Position identification items
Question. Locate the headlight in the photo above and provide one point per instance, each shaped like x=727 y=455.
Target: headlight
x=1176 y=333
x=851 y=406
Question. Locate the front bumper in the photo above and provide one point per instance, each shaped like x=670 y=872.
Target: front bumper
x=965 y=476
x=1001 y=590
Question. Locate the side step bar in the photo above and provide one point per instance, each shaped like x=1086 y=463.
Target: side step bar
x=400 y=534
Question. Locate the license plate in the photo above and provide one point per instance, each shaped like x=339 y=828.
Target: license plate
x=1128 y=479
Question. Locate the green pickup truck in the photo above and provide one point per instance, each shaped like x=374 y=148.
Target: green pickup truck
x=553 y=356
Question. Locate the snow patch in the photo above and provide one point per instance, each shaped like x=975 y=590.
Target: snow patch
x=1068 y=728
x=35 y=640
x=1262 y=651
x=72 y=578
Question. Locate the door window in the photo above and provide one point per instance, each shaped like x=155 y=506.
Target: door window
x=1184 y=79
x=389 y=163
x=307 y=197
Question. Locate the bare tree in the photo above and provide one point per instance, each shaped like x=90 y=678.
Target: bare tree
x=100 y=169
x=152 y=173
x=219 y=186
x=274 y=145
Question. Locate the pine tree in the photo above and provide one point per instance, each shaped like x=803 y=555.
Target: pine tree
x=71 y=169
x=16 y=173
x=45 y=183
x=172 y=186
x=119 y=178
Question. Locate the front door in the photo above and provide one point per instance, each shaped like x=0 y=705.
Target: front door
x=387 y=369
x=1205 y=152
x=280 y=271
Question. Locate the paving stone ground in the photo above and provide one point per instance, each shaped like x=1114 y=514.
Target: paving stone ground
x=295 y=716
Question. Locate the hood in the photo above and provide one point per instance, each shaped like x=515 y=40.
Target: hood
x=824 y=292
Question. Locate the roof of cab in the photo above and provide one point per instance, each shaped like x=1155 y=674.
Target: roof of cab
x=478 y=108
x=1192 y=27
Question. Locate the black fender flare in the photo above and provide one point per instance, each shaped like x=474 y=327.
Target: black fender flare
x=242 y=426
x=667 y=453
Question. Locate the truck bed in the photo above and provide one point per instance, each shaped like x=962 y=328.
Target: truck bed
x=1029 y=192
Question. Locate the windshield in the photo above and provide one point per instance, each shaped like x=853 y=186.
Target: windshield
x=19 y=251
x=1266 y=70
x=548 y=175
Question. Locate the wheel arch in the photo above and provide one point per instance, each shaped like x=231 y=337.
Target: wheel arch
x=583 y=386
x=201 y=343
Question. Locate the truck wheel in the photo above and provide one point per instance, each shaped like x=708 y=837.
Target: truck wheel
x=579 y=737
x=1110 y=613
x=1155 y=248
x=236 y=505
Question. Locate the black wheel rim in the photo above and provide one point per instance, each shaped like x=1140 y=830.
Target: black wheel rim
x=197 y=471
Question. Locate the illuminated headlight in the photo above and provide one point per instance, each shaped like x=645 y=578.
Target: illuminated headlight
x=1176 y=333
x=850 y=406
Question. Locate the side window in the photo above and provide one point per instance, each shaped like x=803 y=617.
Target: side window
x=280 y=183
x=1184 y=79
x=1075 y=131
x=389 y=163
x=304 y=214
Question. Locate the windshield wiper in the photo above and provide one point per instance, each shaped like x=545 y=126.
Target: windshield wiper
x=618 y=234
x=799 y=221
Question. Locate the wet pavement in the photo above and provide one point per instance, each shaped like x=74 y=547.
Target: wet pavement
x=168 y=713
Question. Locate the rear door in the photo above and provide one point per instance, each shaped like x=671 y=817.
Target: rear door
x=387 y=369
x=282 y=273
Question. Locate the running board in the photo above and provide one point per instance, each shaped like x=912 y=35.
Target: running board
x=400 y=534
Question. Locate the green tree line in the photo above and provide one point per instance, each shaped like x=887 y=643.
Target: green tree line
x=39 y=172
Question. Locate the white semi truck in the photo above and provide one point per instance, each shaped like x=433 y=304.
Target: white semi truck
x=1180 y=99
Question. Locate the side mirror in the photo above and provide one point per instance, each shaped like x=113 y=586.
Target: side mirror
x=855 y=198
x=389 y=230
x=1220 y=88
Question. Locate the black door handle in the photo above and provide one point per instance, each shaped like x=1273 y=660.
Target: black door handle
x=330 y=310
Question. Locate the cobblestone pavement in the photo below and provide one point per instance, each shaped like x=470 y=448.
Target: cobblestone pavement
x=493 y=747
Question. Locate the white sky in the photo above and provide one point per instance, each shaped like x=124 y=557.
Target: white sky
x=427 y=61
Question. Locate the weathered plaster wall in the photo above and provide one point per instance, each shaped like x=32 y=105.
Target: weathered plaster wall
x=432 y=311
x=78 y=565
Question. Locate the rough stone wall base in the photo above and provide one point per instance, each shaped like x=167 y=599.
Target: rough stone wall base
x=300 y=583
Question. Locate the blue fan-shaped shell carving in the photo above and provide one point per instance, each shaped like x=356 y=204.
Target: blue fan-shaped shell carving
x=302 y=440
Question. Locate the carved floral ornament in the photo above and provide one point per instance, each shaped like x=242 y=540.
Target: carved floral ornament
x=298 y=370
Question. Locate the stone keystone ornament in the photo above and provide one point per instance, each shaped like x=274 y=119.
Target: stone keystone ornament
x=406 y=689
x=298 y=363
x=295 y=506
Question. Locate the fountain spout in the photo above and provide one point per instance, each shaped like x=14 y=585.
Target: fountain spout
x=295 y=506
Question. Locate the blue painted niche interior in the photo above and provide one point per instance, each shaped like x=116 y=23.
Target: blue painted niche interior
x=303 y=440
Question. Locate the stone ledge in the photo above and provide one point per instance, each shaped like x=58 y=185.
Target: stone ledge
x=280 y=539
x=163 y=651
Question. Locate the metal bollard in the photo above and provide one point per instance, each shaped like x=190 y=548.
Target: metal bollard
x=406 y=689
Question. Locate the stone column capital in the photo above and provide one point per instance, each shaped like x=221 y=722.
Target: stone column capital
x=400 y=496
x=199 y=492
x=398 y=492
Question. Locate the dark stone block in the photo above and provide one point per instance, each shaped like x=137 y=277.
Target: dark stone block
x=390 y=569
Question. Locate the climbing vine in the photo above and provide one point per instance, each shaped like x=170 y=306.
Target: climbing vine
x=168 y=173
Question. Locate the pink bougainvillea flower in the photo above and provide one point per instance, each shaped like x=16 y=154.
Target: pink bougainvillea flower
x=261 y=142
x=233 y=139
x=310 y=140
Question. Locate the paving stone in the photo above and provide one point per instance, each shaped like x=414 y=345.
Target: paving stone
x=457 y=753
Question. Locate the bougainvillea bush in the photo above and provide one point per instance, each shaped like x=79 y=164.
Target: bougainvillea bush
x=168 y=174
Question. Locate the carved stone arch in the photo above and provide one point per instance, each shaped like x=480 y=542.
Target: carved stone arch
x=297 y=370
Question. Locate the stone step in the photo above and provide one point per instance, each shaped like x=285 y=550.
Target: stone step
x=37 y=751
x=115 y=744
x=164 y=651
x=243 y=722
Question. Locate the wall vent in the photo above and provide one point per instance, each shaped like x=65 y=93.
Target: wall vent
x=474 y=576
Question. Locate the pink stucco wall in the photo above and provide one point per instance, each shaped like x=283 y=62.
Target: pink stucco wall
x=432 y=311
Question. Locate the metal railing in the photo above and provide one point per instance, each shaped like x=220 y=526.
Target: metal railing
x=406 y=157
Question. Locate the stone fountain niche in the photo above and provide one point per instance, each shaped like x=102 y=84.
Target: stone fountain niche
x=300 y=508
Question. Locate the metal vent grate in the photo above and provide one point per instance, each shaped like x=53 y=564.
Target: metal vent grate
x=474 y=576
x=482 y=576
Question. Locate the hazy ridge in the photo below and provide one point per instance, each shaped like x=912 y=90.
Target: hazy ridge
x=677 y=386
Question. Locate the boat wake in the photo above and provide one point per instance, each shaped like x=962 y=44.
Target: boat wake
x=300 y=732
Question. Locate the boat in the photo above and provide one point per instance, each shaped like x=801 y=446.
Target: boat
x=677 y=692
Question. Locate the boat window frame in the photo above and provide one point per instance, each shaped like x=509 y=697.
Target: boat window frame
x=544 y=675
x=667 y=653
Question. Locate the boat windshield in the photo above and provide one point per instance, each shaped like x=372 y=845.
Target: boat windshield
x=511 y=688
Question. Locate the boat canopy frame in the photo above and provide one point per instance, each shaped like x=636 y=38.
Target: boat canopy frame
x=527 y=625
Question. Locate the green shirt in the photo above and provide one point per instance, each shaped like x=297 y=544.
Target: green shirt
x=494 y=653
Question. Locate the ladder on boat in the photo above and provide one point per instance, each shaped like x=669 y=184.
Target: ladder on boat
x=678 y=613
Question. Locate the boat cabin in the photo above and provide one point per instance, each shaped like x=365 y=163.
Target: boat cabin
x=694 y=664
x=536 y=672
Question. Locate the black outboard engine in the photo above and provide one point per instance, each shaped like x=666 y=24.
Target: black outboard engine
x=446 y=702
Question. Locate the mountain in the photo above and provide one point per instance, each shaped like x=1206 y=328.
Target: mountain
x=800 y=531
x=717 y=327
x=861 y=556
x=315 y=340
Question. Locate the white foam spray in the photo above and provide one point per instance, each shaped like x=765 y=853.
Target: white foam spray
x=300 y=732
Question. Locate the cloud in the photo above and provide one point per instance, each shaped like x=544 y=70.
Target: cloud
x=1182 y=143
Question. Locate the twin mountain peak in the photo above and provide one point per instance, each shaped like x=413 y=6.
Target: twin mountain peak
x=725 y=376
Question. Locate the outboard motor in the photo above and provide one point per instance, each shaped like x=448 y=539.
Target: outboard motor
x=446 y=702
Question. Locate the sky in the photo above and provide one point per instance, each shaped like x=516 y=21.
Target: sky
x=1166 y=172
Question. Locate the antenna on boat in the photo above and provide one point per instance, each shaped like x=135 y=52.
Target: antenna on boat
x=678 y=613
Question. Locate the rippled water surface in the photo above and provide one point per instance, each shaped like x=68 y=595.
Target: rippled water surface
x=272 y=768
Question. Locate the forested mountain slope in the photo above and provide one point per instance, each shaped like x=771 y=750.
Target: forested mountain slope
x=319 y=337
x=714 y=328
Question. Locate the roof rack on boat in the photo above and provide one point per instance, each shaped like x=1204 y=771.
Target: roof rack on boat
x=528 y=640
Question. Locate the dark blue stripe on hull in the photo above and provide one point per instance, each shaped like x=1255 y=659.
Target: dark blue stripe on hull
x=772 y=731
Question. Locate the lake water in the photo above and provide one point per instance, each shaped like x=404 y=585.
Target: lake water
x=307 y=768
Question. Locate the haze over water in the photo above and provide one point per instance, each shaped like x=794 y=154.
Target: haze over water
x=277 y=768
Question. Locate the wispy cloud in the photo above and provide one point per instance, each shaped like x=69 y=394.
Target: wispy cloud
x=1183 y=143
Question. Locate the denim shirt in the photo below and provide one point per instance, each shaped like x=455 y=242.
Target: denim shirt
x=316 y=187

# Problem details
Write out the items again from the line containing "Question. Locate the haze" through the last line of the items, keeping every line. In the answers, shift each point by adding 13 to both its x and its y coordinate.

# Worked solution
Question. Locate the haze over water in the photo above and provide one point per instance, each shaped like x=794 y=154.
Target: haze over water
x=290 y=781
Question. Locate the wispy cloud in the photo above and provide one point per instance, each shaped like x=69 y=394.
Target: wispy cloud
x=1196 y=156
Question. Locate the denim shirt in the photo below and provide one point per instance, each shaped like x=455 y=242.
Target: denim shirt
x=329 y=200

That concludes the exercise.